§ WHAT IS EXPECTED
Look over the entries below. Report how many lines hold the word "smiling", and only that.

(Beginning of INFORMATION PROVIDED)

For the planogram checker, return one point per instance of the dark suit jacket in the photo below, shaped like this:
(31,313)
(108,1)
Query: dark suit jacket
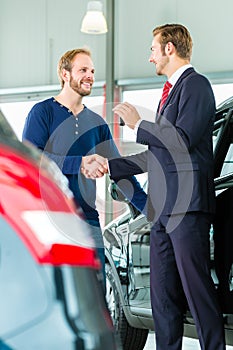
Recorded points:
(179,159)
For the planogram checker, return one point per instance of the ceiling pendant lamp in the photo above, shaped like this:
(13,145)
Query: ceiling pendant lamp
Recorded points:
(94,21)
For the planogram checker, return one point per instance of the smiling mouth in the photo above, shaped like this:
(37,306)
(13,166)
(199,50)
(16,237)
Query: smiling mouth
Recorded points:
(87,85)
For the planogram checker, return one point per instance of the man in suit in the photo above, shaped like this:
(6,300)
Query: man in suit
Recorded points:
(181,200)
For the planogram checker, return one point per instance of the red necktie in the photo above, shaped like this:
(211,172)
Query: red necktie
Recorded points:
(166,88)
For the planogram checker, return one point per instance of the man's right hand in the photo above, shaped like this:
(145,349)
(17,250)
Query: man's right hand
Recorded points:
(94,166)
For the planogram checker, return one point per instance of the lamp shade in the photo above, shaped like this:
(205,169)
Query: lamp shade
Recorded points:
(94,21)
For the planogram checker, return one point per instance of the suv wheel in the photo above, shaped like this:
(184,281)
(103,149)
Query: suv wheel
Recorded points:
(131,338)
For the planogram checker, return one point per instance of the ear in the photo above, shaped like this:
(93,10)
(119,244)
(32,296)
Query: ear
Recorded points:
(169,48)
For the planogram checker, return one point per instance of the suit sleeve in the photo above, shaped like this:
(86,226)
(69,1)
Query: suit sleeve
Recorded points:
(182,127)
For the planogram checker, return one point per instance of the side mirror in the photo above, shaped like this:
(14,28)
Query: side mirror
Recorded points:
(117,195)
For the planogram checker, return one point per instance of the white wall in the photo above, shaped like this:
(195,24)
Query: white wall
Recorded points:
(35,33)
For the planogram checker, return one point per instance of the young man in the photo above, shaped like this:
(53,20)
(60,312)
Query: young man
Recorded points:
(69,133)
(179,162)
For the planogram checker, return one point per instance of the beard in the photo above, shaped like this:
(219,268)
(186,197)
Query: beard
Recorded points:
(75,86)
(161,65)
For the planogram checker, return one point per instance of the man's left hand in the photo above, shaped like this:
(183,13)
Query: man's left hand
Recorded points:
(128,113)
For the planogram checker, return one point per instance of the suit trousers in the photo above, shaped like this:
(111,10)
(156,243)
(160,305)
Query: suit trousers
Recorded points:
(180,274)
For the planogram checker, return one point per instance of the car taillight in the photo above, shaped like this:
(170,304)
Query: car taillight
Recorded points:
(58,238)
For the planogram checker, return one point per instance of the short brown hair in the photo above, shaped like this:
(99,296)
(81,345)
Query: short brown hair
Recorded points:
(66,60)
(178,35)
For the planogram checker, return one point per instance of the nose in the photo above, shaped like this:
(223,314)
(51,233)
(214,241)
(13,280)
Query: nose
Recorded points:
(151,58)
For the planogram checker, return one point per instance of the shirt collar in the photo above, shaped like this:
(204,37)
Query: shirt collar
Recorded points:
(175,76)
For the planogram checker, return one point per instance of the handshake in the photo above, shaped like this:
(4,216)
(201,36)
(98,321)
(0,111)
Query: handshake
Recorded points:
(94,166)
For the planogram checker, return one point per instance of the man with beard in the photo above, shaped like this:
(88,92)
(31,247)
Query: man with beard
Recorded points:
(69,133)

(End of INFORMATION PROVIDED)

§ ANSWER SPACE
2